**MATERIAL FOR THIS TASK**:
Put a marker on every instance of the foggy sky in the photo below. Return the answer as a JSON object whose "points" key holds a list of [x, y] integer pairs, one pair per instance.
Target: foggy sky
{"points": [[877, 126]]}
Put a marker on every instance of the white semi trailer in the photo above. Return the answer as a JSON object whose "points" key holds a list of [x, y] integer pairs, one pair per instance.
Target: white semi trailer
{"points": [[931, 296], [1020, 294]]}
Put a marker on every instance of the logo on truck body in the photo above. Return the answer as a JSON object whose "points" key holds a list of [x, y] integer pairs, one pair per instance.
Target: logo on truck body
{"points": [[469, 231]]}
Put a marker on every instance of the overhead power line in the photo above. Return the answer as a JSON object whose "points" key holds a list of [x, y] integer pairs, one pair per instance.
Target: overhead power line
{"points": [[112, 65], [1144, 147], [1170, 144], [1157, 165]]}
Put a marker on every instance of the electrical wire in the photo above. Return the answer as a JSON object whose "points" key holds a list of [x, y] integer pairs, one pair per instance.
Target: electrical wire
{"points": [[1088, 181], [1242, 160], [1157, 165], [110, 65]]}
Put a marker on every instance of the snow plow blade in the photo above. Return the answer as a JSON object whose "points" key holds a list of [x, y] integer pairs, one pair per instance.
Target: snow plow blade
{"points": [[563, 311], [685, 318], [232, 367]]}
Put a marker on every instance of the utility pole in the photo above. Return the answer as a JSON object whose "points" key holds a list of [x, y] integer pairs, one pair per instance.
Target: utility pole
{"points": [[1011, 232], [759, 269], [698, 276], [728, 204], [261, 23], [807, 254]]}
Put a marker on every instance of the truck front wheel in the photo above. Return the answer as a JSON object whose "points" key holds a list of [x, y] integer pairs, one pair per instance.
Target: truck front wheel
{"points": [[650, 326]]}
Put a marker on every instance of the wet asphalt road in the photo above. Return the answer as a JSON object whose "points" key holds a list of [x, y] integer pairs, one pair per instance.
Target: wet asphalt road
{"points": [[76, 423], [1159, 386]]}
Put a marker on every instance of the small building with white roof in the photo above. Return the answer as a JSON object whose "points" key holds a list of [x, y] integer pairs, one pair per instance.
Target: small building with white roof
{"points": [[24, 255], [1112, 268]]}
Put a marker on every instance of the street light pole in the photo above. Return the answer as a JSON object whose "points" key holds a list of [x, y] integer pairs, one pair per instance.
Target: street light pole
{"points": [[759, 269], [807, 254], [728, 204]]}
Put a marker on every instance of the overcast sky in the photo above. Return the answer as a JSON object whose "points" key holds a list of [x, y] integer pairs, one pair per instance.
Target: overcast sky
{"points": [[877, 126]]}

**JOB**: Could you transcribe all of the data above word for word, changing nothing?

**SOLUTION**:
Put a marker on every instance of the foggy sky in the photo below. Return the answer as a JSON object whose "points" key holds a list of [x, y] integer pairs, one pair per instance.
Target: foggy sky
{"points": [[877, 126]]}
Put a marker on every instance of the white semi trailer in the photo above. Return the answer as a JSON object whose "points" key holds a list of [x, y] integer pairs, one pair per instance.
Target: white semi trailer
{"points": [[931, 296], [1020, 294]]}
Put a marker on every instance of the logo on truck body in the photo above. Return the answer as a JSON object whose "points" key holds a list of [x, y] integer pairs, one pair per instance.
Target: logo on truck body
{"points": [[469, 231]]}
Put a marker on every instance of the overhead power line in the photo above. Return the answer as a JSON object whose "points" key holds a list of [x, y] integer pairs, one pair per instance.
Target: overhead power line
{"points": [[112, 65], [1144, 147], [1170, 144], [1157, 165]]}
Put a marker on every instance of the electrical wire in the photo above. Return the answer as a JSON object whose "points" key holds a list of [x, y] integer pairs, one pair per instance.
Target: electrical wire
{"points": [[1088, 181], [1242, 160], [1157, 165], [110, 65]]}
Put a marker on every instance of the snow plow blade in the photo above. Return the answer as a JSON object whose "points" key holds a list of [x, y] integer pairs, one pair per instance.
Target: snow plow blade
{"points": [[563, 311], [685, 318], [232, 367]]}
Put a marker on every instance of the utility pole in the photo above. Return the answer as a JSON object whose "points" key holds a list of [x, y] integer pairs, one pair per instance.
Target: utility pole
{"points": [[1011, 232], [759, 269], [698, 276], [728, 204], [261, 23], [807, 254]]}
Put a marker on every instance of the truck front wheel in the photo above. Return the answer as a JSON object whose "points" key holds a list of [x, y] integer pairs, one pair per instance.
Target: truck front wheel
{"points": [[650, 326]]}
Put a marker on every instance of the wet asphalt road in the photo above. Return the answer as a JSON object whose "points" key holds a list of [x, y] integer pairs, one pair per instance.
Target: wet asphalt road
{"points": [[76, 423], [1159, 386]]}
Put a marker on every instance of the small building with white roof in the photo above. Return the answer as a JSON object whose "points" key holds a list of [x, y] integer pairs, one pair per instance.
Target: small building with white roof
{"points": [[24, 255], [1112, 268]]}
Put a marker on every instance of the street light pole in the photo above. Return the answer as a JSON object whose "points" key holds a list of [x, y] integer pairs, one pair per instance.
Target: street light pole
{"points": [[759, 269], [807, 254], [728, 204]]}
Put a marker on every instance of the overcast sky in the photo above. Return the answer as a JSON object whose "points" key holds a list of [x, y] integer pairs, one pair per instance.
Target: overcast sky
{"points": [[877, 126]]}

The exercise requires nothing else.